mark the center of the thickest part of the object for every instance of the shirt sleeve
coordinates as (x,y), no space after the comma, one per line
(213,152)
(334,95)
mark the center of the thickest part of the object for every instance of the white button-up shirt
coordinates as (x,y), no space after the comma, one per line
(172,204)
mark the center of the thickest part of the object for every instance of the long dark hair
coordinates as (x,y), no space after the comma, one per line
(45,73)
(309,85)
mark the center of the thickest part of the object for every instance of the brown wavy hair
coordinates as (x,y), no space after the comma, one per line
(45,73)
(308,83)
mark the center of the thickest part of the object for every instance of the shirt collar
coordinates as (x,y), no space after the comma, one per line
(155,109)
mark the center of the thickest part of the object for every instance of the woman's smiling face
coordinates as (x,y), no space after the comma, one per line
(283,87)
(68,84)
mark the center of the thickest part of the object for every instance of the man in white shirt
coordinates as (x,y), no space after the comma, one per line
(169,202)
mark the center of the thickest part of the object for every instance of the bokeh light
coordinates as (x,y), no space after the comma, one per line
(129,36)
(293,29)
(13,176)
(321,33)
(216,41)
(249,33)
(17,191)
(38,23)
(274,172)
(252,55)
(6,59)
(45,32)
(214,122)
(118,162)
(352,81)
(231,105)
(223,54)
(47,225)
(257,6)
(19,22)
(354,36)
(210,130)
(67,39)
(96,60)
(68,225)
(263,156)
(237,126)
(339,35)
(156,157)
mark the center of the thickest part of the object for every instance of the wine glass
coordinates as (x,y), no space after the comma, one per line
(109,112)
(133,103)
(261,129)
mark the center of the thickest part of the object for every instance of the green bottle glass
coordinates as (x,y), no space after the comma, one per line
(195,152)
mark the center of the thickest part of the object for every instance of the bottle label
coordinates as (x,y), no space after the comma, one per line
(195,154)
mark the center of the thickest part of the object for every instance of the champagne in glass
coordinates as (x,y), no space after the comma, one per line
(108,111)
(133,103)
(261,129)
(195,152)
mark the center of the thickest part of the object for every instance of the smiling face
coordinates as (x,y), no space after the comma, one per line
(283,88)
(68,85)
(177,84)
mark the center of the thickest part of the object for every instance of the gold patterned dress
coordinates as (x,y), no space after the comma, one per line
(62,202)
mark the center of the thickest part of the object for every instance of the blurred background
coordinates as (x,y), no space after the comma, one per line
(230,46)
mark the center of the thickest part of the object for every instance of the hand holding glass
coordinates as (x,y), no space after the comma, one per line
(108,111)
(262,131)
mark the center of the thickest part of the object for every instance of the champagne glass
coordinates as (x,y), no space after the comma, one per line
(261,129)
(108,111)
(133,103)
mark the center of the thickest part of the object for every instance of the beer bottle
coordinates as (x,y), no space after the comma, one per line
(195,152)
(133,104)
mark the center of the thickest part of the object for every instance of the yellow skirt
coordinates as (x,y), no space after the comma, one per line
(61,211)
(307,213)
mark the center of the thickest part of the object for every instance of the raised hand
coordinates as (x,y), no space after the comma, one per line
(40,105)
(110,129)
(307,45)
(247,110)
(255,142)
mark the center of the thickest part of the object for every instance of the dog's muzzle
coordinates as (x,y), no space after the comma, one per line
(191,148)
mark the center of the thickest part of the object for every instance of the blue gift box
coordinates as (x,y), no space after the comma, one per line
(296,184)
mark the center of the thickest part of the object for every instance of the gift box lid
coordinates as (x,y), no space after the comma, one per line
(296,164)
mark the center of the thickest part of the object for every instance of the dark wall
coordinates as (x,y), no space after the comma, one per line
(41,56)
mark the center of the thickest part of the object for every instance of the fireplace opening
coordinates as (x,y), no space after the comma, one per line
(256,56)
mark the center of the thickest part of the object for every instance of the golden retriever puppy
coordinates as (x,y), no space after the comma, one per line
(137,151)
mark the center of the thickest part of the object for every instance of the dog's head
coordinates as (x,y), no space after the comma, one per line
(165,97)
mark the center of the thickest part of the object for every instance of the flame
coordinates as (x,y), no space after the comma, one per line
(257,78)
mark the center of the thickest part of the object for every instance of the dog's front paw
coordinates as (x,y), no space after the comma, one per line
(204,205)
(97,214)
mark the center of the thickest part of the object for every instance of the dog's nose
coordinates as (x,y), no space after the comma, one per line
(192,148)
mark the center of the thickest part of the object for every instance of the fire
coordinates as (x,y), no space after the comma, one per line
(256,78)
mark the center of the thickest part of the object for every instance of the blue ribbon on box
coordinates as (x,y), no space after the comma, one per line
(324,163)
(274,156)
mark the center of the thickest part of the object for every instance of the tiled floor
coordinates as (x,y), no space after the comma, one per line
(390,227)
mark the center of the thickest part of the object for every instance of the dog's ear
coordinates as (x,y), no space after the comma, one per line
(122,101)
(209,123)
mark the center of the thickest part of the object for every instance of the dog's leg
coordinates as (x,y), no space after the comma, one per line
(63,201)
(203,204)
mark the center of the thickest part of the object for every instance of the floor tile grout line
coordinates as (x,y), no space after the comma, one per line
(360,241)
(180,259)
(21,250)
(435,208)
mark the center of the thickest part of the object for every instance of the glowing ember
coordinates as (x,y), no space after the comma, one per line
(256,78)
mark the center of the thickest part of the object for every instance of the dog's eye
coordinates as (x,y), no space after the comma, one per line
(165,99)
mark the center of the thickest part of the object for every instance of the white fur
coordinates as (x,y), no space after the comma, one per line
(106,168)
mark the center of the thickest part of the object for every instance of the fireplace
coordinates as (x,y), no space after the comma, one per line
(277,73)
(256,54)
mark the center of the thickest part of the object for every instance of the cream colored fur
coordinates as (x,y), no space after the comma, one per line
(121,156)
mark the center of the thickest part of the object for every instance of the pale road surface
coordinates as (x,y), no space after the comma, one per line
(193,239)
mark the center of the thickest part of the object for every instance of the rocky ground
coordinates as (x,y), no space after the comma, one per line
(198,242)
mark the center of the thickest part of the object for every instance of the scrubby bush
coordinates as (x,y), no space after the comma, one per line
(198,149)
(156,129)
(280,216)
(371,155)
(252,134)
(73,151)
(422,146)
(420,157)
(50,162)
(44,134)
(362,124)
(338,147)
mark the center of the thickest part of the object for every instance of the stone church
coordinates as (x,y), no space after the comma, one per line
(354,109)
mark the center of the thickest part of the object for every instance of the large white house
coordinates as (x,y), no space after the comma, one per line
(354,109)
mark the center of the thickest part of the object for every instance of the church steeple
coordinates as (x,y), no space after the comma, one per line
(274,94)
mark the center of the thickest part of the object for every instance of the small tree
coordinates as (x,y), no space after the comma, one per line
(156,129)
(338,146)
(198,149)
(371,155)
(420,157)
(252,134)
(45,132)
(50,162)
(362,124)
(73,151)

^^^^^^^^

Exercise brief
Pull from the data each line where the string "floor" turns up.

Solution to the exercise
mark the center of the thickest part of the object for every instance of the tiled floor
mark the center of the thickest part of the object for every instance of the floor tile grout line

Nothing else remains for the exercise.